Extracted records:
::::

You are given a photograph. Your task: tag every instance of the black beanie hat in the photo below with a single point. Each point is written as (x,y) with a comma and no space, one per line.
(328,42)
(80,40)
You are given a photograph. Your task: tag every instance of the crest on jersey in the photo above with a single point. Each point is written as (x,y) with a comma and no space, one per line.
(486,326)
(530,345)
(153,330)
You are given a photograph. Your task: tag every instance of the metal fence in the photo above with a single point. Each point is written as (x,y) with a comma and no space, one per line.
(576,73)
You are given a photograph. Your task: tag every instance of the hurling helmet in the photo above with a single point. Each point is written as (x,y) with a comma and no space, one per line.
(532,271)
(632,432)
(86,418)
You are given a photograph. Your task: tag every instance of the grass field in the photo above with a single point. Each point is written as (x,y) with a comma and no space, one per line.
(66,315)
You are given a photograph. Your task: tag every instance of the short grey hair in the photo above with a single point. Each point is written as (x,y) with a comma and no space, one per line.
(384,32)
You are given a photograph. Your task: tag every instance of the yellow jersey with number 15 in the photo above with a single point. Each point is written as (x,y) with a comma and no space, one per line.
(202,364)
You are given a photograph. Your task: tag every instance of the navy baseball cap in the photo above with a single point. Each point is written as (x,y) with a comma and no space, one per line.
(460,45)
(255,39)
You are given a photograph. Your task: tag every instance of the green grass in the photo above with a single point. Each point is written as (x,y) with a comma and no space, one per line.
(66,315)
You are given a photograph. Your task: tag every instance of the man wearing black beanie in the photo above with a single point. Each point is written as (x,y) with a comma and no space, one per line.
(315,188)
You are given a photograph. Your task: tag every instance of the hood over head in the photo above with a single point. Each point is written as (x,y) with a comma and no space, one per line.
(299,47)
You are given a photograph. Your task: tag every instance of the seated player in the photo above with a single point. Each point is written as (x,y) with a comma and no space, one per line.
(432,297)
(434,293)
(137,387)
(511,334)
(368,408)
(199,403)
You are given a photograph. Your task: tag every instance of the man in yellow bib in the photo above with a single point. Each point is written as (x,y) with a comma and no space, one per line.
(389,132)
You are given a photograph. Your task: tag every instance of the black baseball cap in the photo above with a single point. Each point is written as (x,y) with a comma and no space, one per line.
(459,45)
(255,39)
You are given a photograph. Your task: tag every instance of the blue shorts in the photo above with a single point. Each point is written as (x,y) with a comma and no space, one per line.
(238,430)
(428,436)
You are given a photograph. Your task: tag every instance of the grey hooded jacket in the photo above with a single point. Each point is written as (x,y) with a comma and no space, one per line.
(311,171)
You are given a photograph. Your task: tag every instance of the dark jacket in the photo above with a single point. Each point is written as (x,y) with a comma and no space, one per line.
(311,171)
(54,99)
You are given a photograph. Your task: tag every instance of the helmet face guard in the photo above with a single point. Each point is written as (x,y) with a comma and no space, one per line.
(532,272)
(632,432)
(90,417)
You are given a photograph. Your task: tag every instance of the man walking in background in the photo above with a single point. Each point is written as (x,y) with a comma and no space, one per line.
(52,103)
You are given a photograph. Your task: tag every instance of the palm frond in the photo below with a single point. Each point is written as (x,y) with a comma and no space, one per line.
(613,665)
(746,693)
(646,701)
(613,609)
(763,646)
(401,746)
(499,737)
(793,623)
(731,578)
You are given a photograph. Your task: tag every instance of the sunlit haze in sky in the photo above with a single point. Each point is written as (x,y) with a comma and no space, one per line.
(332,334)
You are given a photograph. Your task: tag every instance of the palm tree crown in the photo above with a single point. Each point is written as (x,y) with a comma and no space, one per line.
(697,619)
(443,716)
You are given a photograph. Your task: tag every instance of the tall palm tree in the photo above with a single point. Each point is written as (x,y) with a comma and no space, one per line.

::::

Exercise description:
Please transcribe all of the entries precisely.

Exercise result:
You are given a photograph. Your task: tag every instance of the black beanie hat in the photo below with a single point. Each point is written as (x,y) with a comma and no space, one per line.
(328,42)
(80,40)
You are given a photograph. Your task: tag every instance of the crest on jersey in the photo above with a single point. Each point is written as (x,y) with a comma and no space, one per line.
(486,326)
(530,345)
(153,330)
You are given a photograph. Your task: tag every instance of the metal fence in the photo above with a single point. Each point is written as (x,y) with a comma and no space, one per line.
(576,73)
You are given a photograph. Your task: tag every instance of the hurling helmet in the photo above with a single point. Each point is written as (x,y) with a comma and no space, one per line.
(532,271)
(632,432)
(86,418)
You are given a photograph. Your task: tag every instance of the grass field in the photo above with a single point. Each point is written as (x,y) with a comma and no space, one per line.
(66,315)
You are given a photograph. Your task: tag every instance of the short grey hair in the photo above with a single point. Each point is written as (x,y) with a comma and no space, one per line.
(384,32)
You are given a photograph. Your task: tag every instance of the yellow jersey with number 15 in the photo above with a single point. Each point is written as (x,y) with a comma and no space, one per line.
(202,364)
You are given a photograph. Your task: tag every instance of the navy baseball cap in the photo above with a single point. Each point is written as (x,y) with a comma and no space, one per line.
(460,45)
(255,39)
You are given a photograph. Your task: tag every instance of the green grass in the photo above with a single point. Each point is written as (x,y) with a comma and no space, one per line.
(66,315)
You are given a photograph. Your task: tag every instance of the man wearing black beanie in the photo above with a single point. Each point is written as (x,y) with a comma and no space, one per line.
(315,188)
You are given a photograph. Your task: tag every instance of the hood over head in the photo above with a single point. Each point is written as (x,y) with a comma and no space, one per line.
(299,47)
You are given a photograph. Your task: tag every instance of the seated player in the photo above with a single point. Each point is written as (x,y) with a comma and no space, one per line.
(432,297)
(434,293)
(137,387)
(511,334)
(368,408)
(199,403)
You are given a photograph. Your task: tag every instance of the man in yellow bib in the photo above with a single point. Each point is written as (x,y) with a comma and no space, one per line.
(389,132)
You are given a photograph. Your task: tag every instance of the black baseball cap in the photo above with a single point. Each point is written as (x,y) with a comma and no space, one per line.
(459,45)
(255,39)
You are given a photograph. Your task: tag every instance of the blue shorts in the photo above with a single point. Each point is written as (x,y) with a comma and no space, one per line.
(238,430)
(428,436)
You are given a photograph. Your task: tag every instance of the grey hooded jacket in the photo above with a single point. Each point is written as (x,y) with a comma and no space, one per line.
(311,171)
You are given a photograph. Your task: tag every instance of the dark jacket in the photo above with a single point. Each point is written as (x,y) with a comma and no space, one per line.
(311,171)
(54,99)
You are given a photograph. Your task: tag every instance of the helmet face guard in the photo above with a single point. Each point is written as (x,y) with a comma and no space, one per line.
(532,272)
(632,432)
(90,417)
You are given a photograph. Your task: tag every instance of the man walking in background in the photo above with a single point. Each point is written as (x,y) with a comma and no space, one per line.
(52,103)
You are given a photograph. Your task: tag every instance of the palm frond in the photo below with a single point. Each point is written as (x,y) with a comma and no space, one per line.
(613,665)
(746,693)
(646,701)
(613,609)
(763,646)
(401,746)
(499,737)
(793,623)
(731,578)
You are given a photograph. Your task: tag every instance of the sunlit haze in sky in the photo above with a single point. Each point is written as (x,y) with a comma and no space, one per line.
(332,334)
You are given a photograph. Your task: tag every instance of the palm tree crown in the photo above with a single point. Each point is written as (x,y) with a comma and no space, one per line.
(697,619)
(443,716)
You are given a photograph. Your task: tag every instance of the tall palm tree in the photo above with a single point. Each point is written as (x,y) with a comma and no space, one per line.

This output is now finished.